**TUJUAN TUGAS:**
Bisakah Anda mengutip persis baris-baris di bawah, mulai dari baris yang memuat "For the trial run, indicate each instance of the sky" hingga baris yang memuat "x=406 y=176", termasuk kedua baris tersebut?

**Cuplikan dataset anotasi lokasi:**

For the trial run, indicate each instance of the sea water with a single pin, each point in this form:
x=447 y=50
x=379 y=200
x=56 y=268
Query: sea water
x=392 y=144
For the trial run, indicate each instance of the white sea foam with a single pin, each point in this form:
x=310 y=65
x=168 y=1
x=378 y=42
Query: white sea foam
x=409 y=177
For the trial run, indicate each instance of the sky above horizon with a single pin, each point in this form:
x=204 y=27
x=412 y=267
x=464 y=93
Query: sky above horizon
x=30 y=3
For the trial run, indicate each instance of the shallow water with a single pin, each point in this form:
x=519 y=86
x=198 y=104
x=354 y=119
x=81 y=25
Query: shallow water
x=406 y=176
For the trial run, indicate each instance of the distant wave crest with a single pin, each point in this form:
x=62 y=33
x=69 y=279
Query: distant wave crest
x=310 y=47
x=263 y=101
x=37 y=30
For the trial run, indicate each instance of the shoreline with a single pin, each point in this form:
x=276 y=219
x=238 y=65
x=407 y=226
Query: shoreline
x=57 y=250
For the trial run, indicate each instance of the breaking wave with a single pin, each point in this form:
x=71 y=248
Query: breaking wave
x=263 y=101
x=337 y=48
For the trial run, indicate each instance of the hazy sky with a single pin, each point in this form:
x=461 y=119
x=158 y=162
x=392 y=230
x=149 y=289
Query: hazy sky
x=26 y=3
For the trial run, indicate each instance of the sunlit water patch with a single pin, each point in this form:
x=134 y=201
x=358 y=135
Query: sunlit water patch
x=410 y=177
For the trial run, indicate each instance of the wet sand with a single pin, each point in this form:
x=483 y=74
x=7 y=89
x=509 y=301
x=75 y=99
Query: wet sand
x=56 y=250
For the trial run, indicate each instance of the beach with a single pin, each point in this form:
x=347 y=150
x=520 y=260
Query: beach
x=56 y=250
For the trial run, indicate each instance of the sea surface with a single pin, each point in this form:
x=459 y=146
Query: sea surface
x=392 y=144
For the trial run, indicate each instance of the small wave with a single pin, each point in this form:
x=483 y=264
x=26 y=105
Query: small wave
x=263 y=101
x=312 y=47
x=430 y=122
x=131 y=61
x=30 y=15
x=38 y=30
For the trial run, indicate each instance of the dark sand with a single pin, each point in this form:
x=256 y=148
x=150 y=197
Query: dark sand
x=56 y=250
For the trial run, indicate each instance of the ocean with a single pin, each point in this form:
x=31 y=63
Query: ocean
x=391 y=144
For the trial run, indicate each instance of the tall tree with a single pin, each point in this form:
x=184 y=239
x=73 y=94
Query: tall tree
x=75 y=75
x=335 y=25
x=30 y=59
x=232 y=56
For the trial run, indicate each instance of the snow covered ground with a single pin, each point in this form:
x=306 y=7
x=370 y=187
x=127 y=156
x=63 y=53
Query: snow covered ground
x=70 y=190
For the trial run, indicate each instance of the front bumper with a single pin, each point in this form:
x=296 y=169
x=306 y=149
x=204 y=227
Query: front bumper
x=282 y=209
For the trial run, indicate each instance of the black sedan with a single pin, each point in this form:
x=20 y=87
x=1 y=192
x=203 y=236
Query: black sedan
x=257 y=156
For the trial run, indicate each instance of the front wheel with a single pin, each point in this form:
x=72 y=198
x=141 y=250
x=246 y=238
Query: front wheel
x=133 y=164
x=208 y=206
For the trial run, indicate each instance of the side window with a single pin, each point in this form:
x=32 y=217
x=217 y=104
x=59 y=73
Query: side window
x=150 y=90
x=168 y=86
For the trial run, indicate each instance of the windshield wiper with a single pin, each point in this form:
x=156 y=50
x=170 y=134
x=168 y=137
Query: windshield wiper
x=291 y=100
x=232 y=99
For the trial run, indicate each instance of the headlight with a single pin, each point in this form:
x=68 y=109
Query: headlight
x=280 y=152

**HASIL:**
For the trial run, indicate each instance of the sky above horizon with a single pin, each point in this form:
x=204 y=27
x=412 y=267
x=464 y=93
Query: sky above horizon
x=30 y=3
For the trial run, indicate each instance of the shallow water with a single pin, each point in this form:
x=519 y=86
x=198 y=104
x=354 y=119
x=81 y=25
Query: shallow water
x=406 y=176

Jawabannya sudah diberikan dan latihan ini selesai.